[Data records]
--------------------------------------------------
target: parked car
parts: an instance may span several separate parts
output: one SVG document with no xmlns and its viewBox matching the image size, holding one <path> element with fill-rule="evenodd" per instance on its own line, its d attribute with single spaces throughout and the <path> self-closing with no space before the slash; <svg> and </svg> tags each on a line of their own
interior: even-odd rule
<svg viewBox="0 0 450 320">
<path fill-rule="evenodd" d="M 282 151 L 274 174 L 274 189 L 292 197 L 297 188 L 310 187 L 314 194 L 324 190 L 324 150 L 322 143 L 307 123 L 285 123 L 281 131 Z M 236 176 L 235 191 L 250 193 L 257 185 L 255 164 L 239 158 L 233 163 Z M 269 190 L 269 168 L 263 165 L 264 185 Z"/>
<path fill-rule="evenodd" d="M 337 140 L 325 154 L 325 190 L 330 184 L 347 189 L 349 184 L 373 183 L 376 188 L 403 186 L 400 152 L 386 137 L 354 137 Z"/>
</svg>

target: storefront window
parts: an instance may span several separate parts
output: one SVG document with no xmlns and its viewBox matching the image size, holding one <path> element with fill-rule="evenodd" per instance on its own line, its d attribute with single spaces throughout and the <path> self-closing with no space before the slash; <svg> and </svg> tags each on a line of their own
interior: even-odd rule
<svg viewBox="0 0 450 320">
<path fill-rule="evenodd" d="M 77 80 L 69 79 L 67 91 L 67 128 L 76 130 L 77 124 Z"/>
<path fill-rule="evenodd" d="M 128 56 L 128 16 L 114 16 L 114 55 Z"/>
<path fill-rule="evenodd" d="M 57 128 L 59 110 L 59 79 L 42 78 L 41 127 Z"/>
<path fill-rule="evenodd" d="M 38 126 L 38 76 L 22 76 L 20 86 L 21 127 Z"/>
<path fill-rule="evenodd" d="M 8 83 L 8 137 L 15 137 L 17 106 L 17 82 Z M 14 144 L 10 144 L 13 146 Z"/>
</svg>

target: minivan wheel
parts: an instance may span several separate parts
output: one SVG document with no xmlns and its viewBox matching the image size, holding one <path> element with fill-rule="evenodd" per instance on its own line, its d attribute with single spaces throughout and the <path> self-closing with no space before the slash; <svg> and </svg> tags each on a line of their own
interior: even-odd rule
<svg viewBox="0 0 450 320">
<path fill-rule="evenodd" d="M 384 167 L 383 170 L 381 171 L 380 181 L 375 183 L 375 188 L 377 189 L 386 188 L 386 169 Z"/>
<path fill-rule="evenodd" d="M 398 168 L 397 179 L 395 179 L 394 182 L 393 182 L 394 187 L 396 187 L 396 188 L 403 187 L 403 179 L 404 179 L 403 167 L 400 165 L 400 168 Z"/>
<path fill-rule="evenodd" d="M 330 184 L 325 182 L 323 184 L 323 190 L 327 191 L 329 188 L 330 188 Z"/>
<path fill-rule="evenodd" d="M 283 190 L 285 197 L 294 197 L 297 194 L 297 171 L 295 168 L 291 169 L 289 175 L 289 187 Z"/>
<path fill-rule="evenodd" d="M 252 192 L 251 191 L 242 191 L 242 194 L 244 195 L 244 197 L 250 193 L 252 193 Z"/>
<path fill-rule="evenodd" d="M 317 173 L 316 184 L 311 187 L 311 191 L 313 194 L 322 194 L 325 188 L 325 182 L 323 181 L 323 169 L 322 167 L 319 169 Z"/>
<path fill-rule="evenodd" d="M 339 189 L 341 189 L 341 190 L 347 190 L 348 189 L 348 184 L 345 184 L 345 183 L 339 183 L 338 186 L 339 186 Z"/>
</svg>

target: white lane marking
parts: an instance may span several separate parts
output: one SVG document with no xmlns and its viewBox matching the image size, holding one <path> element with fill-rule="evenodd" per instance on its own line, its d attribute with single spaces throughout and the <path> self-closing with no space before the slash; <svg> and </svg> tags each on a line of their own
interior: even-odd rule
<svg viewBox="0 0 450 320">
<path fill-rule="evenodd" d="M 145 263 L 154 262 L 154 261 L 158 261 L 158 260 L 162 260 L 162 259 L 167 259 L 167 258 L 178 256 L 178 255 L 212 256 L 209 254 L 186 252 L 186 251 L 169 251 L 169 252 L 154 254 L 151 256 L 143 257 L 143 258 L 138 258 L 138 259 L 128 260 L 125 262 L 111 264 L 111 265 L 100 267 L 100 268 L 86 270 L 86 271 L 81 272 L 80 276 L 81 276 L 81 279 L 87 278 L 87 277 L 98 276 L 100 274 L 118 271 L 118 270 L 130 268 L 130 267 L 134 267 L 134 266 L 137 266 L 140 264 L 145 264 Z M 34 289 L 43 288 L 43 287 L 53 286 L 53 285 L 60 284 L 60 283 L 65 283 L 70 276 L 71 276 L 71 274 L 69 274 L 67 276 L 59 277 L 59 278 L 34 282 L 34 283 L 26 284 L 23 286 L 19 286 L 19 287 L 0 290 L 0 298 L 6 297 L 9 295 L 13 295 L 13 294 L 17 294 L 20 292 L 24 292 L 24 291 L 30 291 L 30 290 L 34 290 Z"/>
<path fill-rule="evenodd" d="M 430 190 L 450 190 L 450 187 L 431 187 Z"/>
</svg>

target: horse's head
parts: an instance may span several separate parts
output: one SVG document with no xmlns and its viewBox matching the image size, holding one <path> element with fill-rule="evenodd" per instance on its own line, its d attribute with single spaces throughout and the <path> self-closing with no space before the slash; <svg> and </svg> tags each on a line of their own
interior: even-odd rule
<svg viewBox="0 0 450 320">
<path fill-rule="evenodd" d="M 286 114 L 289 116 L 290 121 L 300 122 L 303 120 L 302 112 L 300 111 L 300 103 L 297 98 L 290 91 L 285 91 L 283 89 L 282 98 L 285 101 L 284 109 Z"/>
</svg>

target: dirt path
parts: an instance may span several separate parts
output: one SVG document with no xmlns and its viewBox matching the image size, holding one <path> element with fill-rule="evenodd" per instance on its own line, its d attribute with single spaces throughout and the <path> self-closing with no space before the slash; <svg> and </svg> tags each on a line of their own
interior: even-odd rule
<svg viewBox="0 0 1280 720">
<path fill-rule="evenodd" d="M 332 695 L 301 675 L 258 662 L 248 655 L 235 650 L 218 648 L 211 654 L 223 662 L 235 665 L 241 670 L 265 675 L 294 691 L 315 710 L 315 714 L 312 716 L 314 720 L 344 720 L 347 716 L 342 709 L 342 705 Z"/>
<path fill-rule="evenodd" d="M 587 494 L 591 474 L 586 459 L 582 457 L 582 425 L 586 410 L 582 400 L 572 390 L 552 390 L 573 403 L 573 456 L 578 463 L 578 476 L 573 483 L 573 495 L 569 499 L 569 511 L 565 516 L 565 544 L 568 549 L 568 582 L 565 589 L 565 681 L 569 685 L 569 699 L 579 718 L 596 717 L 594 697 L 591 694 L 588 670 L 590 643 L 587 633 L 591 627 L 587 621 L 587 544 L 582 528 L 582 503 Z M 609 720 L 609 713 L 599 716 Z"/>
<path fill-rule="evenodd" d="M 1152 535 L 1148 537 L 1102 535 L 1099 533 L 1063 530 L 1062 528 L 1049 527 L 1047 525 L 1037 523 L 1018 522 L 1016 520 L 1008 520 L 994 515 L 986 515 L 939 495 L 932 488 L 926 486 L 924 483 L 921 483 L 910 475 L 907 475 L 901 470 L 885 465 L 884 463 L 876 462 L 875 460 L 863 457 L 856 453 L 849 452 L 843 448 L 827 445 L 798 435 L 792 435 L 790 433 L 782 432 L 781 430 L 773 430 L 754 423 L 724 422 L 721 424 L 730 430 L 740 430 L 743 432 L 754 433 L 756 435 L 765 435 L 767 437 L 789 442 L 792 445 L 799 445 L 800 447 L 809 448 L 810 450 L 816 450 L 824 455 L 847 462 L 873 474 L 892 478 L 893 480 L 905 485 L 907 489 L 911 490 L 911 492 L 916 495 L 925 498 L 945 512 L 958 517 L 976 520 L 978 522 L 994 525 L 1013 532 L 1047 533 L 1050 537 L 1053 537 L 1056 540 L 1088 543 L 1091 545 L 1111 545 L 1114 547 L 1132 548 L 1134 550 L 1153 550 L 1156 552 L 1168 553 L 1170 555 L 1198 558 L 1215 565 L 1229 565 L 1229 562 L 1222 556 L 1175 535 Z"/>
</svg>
--------------------------------------------------
▶ **To do**
For the word "target", return every line of the records that holds it.

▶ **Task result**
target: parked car
target: storefront window
target: minivan wheel
target: white lane marking
target: horse's head
target: dirt path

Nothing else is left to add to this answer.